* [Entries shown]
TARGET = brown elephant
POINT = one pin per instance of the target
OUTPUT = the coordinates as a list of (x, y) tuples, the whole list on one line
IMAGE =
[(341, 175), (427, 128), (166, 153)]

* [What you have to do]
Rescale the entries above by writing out every line of them again, the requests included, and multiplying each coordinate in the answers by 1.75. Round each result to a whole number, with halves rounded up.

* [Exercise solution]
TARGET = brown elephant
POINT = one pin per instance of the target
OUTPUT = the coordinates as a list of (x, y) tuples, the whole list on one line
IMAGE =
[(597, 306), (747, 224), (291, 268)]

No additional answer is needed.